• [Directions]: Exactly those lines from the one with "Objective: using the image above, find the water ripple" through the end of the listing below must be returned, and nothing else.

• [The data]:
━━━━━━━━━━━━━━━━━━━━━━━━━━━━━━
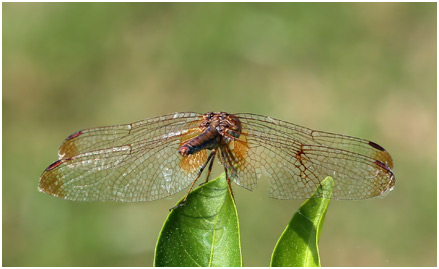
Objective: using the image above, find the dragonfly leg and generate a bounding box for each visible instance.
[219,148,235,199]
[170,150,217,211]
[202,149,216,184]
[224,167,234,198]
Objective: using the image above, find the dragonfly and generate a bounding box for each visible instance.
[39,112,395,206]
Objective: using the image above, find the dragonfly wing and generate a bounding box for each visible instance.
[229,114,395,200]
[235,113,393,169]
[58,112,203,159]
[40,137,207,202]
[40,113,208,202]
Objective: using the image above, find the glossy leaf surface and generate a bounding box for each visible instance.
[154,173,242,267]
[271,177,334,267]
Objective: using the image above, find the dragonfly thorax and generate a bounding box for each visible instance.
[178,112,242,157]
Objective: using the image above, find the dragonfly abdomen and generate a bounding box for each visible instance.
[178,126,221,156]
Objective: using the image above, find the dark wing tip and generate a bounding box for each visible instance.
[368,141,386,151]
[45,160,63,171]
[66,131,83,141]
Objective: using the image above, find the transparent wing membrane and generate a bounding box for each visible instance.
[40,112,395,202]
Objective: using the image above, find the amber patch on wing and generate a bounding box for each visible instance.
[59,136,80,158]
[231,134,249,167]
[180,150,207,173]
[39,167,66,198]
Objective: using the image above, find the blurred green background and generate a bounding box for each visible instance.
[3,3,436,266]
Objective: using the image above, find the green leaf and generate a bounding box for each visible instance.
[154,173,242,267]
[270,177,334,267]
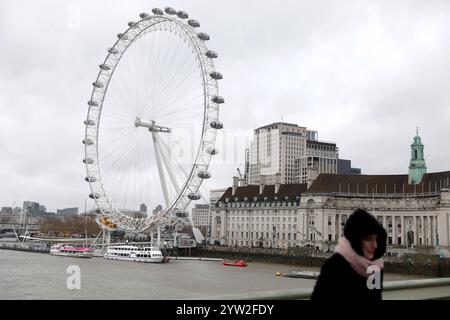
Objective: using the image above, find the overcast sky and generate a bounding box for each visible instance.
[1,0,449,213]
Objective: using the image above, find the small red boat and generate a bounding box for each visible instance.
[222,259,247,267]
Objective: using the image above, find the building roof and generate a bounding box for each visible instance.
[194,204,210,209]
[306,171,450,194]
[217,183,308,203]
[255,122,306,132]
[307,140,337,147]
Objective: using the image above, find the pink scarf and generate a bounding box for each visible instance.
[335,237,384,278]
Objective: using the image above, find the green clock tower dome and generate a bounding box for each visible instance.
[408,128,427,185]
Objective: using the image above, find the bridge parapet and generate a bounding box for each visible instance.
[199,278,450,300]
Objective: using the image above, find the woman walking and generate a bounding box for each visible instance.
[311,209,387,301]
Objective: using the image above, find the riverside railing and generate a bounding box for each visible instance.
[200,278,450,300]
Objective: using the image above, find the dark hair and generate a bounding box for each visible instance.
[343,209,387,259]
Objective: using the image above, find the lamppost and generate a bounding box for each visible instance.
[289,225,297,248]
[272,224,276,248]
[406,218,413,253]
[297,231,307,247]
[237,224,241,247]
[308,225,324,252]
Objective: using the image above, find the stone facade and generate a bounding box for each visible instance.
[192,204,211,237]
[210,184,307,248]
[210,172,450,250]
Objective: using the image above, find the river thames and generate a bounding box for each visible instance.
[0,249,428,300]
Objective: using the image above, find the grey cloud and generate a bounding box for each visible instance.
[1,0,449,212]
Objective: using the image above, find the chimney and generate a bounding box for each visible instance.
[275,173,281,194]
[232,176,239,196]
[258,176,265,195]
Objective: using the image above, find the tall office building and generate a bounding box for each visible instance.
[22,201,40,215]
[57,207,79,216]
[191,204,211,237]
[0,207,13,215]
[248,122,338,186]
[248,122,307,185]
[304,130,339,185]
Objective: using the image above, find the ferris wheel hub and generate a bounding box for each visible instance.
[134,117,171,133]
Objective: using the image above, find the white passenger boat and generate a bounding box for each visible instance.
[50,244,94,258]
[104,244,165,263]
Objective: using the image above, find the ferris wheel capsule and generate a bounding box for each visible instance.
[88,100,99,107]
[83,138,94,145]
[205,50,218,59]
[188,19,200,28]
[198,170,211,179]
[117,33,129,40]
[175,209,189,218]
[197,32,210,41]
[140,13,150,19]
[206,147,218,155]
[187,193,201,200]
[212,95,225,104]
[152,8,164,16]
[89,193,100,199]
[209,71,222,80]
[128,21,137,27]
[85,176,97,182]
[176,11,188,19]
[164,7,176,15]
[84,119,96,126]
[99,64,111,71]
[83,158,94,165]
[108,48,119,54]
[92,81,104,88]
[210,121,223,129]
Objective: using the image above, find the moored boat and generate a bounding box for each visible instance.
[50,244,94,258]
[104,244,165,263]
[282,270,320,279]
[222,259,247,267]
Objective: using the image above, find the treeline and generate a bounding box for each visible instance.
[39,215,100,236]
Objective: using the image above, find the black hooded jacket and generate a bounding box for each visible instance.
[310,210,387,301]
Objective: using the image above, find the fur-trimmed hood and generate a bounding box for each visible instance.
[343,209,387,260]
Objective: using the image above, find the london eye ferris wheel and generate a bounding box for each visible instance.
[83,7,224,233]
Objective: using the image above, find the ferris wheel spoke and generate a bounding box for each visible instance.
[151,31,186,102]
[150,29,174,112]
[113,61,139,111]
[153,51,193,111]
[155,72,203,119]
[166,113,205,125]
[153,99,202,120]
[107,85,140,120]
[100,132,150,202]
[156,134,190,179]
[154,85,202,122]
[153,86,201,122]
[148,30,163,118]
[151,40,197,117]
[156,51,200,107]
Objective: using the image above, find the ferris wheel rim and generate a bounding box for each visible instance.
[83,11,223,232]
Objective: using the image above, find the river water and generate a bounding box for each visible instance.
[0,249,427,300]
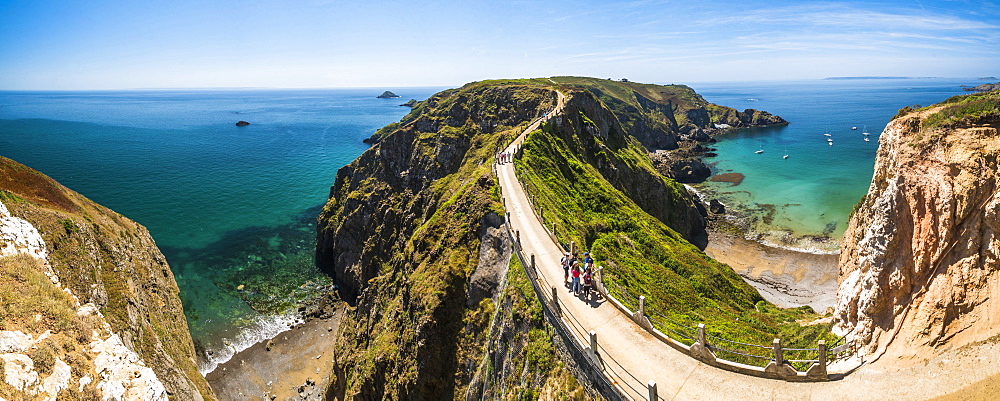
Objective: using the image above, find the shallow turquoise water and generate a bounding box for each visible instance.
[0,88,438,371]
[686,79,977,251]
[0,79,980,369]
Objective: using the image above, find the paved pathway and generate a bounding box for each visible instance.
[493,88,999,400]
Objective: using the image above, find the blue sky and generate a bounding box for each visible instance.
[1,0,998,89]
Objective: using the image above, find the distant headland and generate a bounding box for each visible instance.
[824,76,941,80]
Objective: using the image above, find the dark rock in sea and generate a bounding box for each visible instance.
[709,199,726,214]
[650,146,712,183]
[736,108,788,127]
[704,152,718,158]
[377,91,400,99]
[400,99,418,107]
[963,82,1000,92]
[236,120,250,126]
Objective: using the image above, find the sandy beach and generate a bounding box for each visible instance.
[206,296,344,400]
[705,227,840,313]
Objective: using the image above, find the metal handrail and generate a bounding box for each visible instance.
[495,104,856,398]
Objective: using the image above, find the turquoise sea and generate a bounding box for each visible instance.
[686,79,977,252]
[0,79,978,371]
[0,88,439,372]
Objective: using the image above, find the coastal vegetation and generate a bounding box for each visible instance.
[316,77,828,398]
[0,156,213,400]
[922,90,1000,129]
[513,89,836,365]
[318,81,564,397]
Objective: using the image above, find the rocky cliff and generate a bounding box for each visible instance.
[550,77,787,183]
[0,156,213,400]
[318,81,562,398]
[315,77,729,399]
[835,90,1000,364]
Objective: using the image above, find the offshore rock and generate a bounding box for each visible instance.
[235,120,250,126]
[834,91,1000,365]
[709,199,726,214]
[963,82,1000,92]
[377,91,400,98]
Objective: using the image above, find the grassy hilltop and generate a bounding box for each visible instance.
[315,77,828,399]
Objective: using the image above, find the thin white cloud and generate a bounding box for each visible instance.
[701,3,999,31]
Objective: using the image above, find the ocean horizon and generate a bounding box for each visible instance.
[0,78,980,372]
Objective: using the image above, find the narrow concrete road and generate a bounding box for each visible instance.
[494,88,999,401]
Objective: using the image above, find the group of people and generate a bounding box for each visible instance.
[496,148,517,164]
[561,251,596,299]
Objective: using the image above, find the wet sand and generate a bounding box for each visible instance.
[206,304,344,400]
[705,228,840,313]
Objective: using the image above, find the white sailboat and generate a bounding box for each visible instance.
[783,151,789,159]
[862,125,871,136]
[755,141,764,154]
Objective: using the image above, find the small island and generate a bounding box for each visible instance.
[235,120,250,126]
[377,91,400,99]
[964,82,1000,92]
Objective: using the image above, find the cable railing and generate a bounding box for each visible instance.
[494,101,860,400]
[599,275,855,374]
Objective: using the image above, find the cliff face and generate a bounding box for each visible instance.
[552,77,787,152]
[550,77,787,184]
[543,89,708,246]
[0,156,213,400]
[835,91,1000,364]
[316,78,720,399]
[317,82,560,398]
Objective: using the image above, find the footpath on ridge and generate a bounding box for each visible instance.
[493,88,999,401]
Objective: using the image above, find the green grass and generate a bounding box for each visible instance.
[922,91,1000,128]
[514,118,836,366]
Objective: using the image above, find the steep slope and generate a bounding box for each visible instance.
[317,81,567,398]
[549,77,787,183]
[0,156,213,400]
[315,77,815,398]
[550,77,787,151]
[835,90,1000,364]
[515,87,833,361]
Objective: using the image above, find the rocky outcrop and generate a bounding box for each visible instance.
[235,120,250,126]
[556,77,785,184]
[0,200,167,400]
[0,156,214,400]
[834,91,1000,365]
[316,78,759,398]
[400,99,419,108]
[318,82,559,398]
[543,89,708,246]
[963,82,1000,92]
[376,91,400,99]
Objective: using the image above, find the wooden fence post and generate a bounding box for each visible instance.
[648,381,657,401]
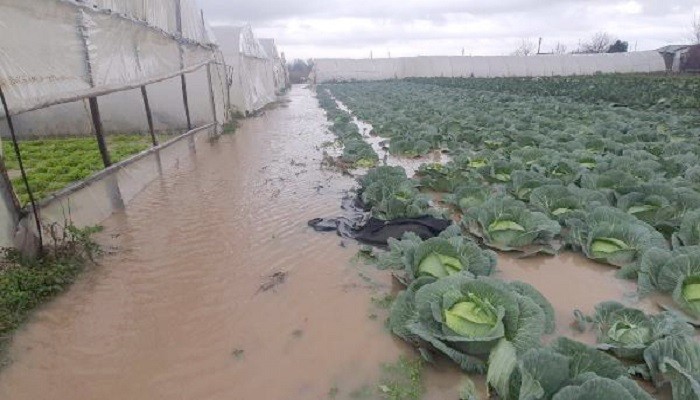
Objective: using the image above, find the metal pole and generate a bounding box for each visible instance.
[0,85,43,250]
[174,0,192,131]
[199,10,226,125]
[140,86,158,146]
[88,97,112,167]
[206,63,218,133]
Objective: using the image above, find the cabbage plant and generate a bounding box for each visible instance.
[359,166,433,220]
[637,246,700,318]
[539,158,582,185]
[416,163,480,193]
[568,207,668,268]
[375,226,497,283]
[529,185,608,222]
[478,160,524,184]
[616,184,700,235]
[589,301,693,361]
[341,138,378,167]
[388,275,554,376]
[643,336,700,400]
[509,170,561,201]
[549,375,654,400]
[498,337,650,400]
[673,209,700,248]
[579,170,640,198]
[444,184,492,213]
[463,197,562,255]
[616,184,675,226]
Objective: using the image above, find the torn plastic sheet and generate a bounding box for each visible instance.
[308,196,451,246]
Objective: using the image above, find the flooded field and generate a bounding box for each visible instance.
[0,86,670,399]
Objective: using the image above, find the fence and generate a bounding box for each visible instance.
[312,51,667,82]
[0,0,231,252]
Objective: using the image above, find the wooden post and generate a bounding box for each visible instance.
[180,74,192,130]
[88,97,112,167]
[0,84,43,250]
[140,86,158,146]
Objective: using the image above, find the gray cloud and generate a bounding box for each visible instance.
[200,0,699,59]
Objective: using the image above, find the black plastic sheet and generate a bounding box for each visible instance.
[308,196,451,246]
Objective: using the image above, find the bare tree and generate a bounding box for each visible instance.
[552,42,568,54]
[691,13,700,44]
[511,38,536,56]
[579,32,613,53]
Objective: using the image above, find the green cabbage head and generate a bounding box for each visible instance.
[388,275,555,374]
[375,225,497,284]
[463,197,561,255]
[590,301,693,361]
[571,207,668,268]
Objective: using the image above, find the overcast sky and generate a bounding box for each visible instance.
[201,0,699,60]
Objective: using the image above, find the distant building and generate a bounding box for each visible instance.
[658,45,700,73]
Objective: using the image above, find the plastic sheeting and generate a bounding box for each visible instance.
[0,0,228,137]
[0,0,220,116]
[0,1,92,115]
[0,0,232,249]
[214,25,279,114]
[312,51,667,82]
[260,38,290,94]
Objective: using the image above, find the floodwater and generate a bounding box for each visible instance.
[0,86,668,399]
[333,94,450,176]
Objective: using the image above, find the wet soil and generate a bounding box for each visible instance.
[0,86,671,399]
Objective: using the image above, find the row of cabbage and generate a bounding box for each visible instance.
[324,80,700,320]
[356,166,700,399]
[407,75,700,113]
[316,79,700,399]
[316,89,378,168]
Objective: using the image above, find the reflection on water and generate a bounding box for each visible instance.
[0,86,670,400]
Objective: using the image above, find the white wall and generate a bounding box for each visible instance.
[312,51,667,82]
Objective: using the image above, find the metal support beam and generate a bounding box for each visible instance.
[206,63,219,134]
[0,84,43,250]
[88,97,112,167]
[140,86,158,146]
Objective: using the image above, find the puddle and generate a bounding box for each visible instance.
[0,85,675,399]
[497,251,662,344]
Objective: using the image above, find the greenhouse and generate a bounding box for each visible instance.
[1,1,699,400]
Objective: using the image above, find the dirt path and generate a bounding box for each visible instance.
[0,86,659,400]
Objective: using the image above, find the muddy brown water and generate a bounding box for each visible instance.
[0,86,671,399]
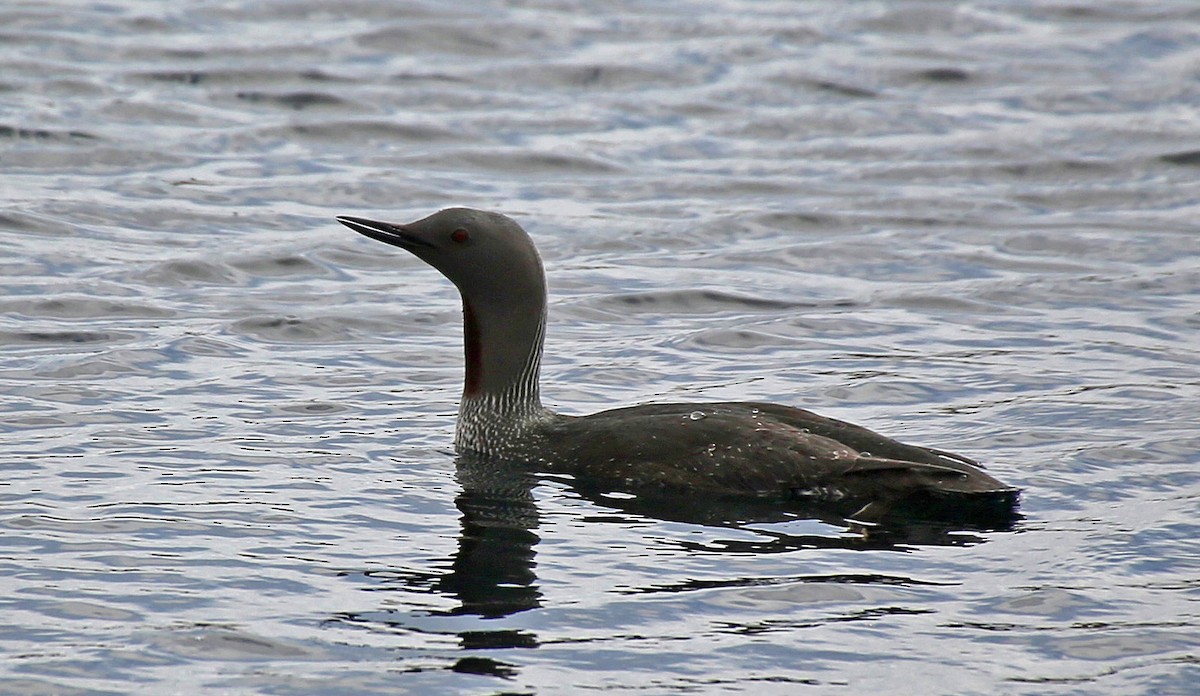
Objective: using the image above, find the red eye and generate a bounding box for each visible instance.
[451,228,470,244]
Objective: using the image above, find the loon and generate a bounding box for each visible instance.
[338,208,1019,522]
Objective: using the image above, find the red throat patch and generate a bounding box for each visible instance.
[462,300,482,397]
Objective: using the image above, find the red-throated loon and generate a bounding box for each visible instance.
[338,208,1019,521]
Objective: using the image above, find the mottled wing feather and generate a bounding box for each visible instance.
[545,401,1014,500]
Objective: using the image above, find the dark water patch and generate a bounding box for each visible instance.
[0,124,97,141]
[386,69,472,86]
[141,259,248,287]
[884,293,1011,315]
[226,399,360,424]
[137,67,341,86]
[0,211,63,235]
[139,70,211,85]
[229,253,324,278]
[603,289,802,315]
[681,328,801,352]
[228,314,402,344]
[625,572,946,596]
[750,210,859,234]
[985,587,1110,619]
[453,148,625,175]
[995,157,1118,179]
[163,336,249,361]
[2,413,72,429]
[0,296,173,320]
[234,90,345,110]
[282,120,462,144]
[1159,150,1200,166]
[788,311,889,337]
[26,598,141,622]
[484,61,711,91]
[276,401,350,416]
[10,383,119,406]
[1043,629,1198,662]
[919,67,971,82]
[810,79,878,98]
[561,290,857,329]
[0,330,134,347]
[25,348,173,380]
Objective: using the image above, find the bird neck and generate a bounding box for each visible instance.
[461,297,546,406]
[454,295,552,455]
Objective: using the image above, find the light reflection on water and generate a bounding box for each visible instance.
[2,0,1199,693]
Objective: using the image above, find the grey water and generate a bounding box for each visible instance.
[3,1,1199,693]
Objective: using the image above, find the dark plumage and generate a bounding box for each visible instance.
[338,208,1019,525]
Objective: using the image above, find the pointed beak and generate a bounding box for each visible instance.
[337,215,434,250]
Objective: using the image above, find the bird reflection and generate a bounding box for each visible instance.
[432,453,1018,619]
[333,452,1019,668]
[433,455,544,619]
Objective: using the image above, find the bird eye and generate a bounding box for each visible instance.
[450,228,470,244]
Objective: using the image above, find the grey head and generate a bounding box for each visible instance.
[338,208,550,415]
[336,207,546,307]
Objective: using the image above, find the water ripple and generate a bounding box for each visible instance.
[1,1,1198,694]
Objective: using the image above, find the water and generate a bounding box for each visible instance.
[3,1,1198,693]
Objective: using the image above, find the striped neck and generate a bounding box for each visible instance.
[453,298,554,457]
[455,391,554,458]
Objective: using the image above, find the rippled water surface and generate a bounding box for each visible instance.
[3,1,1199,693]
━━━━━━━━━━━━━━━━━━━━━━━━━━━━━━
• [Solution for this task]:
Objective: using the image above, find the water ripple and generate a bounding box for each visible instance.
[1,1,1198,694]
Objective: using the image above, find the water and generate a bounding box for each visible instance.
[3,1,1198,693]
Objective: using the image above, find the striped neck and generate a bounding box for each visible instance.
[453,298,554,457]
[455,391,554,458]
Objective: using the image above, find the rippled water surface and generate a bounding box for each visible instance.
[3,1,1199,693]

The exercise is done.